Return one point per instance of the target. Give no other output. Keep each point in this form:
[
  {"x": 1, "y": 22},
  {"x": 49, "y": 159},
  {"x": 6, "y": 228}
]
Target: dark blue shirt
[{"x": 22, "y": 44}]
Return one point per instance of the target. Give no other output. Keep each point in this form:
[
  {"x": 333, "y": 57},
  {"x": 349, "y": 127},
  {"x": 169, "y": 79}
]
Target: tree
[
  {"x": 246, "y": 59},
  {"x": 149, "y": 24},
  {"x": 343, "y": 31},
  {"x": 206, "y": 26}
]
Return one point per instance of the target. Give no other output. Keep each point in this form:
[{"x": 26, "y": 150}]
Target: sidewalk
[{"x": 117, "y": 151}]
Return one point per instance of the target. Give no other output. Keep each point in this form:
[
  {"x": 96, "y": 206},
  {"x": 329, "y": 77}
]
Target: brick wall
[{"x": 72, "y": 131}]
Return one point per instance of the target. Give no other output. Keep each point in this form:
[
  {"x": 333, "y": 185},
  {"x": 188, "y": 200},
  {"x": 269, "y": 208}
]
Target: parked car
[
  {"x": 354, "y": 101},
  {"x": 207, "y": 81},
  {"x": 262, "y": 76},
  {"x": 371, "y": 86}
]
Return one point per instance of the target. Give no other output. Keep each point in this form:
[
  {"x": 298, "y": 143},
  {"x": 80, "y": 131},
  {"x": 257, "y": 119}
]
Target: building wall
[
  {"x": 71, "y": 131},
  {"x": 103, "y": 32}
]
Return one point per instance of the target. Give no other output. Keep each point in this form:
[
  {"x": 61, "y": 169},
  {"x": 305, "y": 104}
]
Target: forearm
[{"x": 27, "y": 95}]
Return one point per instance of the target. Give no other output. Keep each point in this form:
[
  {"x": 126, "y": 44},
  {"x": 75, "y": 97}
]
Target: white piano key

**ASSIGNED TASK**
Copy out the records in full, matching every line character for character.

**RESULT FOR THIS TASK**
Return one point per instance of the target. Give no other output. Keep each point in this form:
[
  {"x": 1, "y": 22},
  {"x": 49, "y": 159},
  {"x": 6, "y": 228}
]
Target: dark blue shirt
[{"x": 22, "y": 44}]
Return one point per instance of the target. Give no other output. Keep each point in this form:
[
  {"x": 333, "y": 57},
  {"x": 349, "y": 127},
  {"x": 169, "y": 79}
]
Target: tree
[
  {"x": 246, "y": 59},
  {"x": 149, "y": 24},
  {"x": 343, "y": 31},
  {"x": 206, "y": 26}
]
Return one point per instance of the target. Give no other output. Keep each point in this form:
[{"x": 26, "y": 150}]
Target: sidewalk
[{"x": 117, "y": 151}]
Return one point per instance of the target. Give no other output. Keep each point in this form:
[
  {"x": 96, "y": 206},
  {"x": 329, "y": 77}
]
Target: brick wall
[{"x": 72, "y": 131}]
Return one point per instance of the target. Give no other output. Keep each point in this form:
[
  {"x": 333, "y": 185},
  {"x": 188, "y": 200},
  {"x": 269, "y": 208}
]
Target: parked car
[
  {"x": 354, "y": 101},
  {"x": 207, "y": 81},
  {"x": 262, "y": 76},
  {"x": 371, "y": 86}
]
Return one point per instance of the target. Give no other output. Keep each point in this form:
[
  {"x": 298, "y": 143},
  {"x": 80, "y": 131},
  {"x": 257, "y": 119}
]
Target: building wall
[
  {"x": 71, "y": 131},
  {"x": 103, "y": 32}
]
Return one point per instance of the target. Give no other output. Keep each point in this form:
[
  {"x": 61, "y": 169},
  {"x": 305, "y": 104}
]
Target: forearm
[{"x": 27, "y": 95}]
Return one point per instance of the target. Give no other output. Keep each point in this form:
[
  {"x": 126, "y": 44},
  {"x": 75, "y": 97}
]
Target: white piano key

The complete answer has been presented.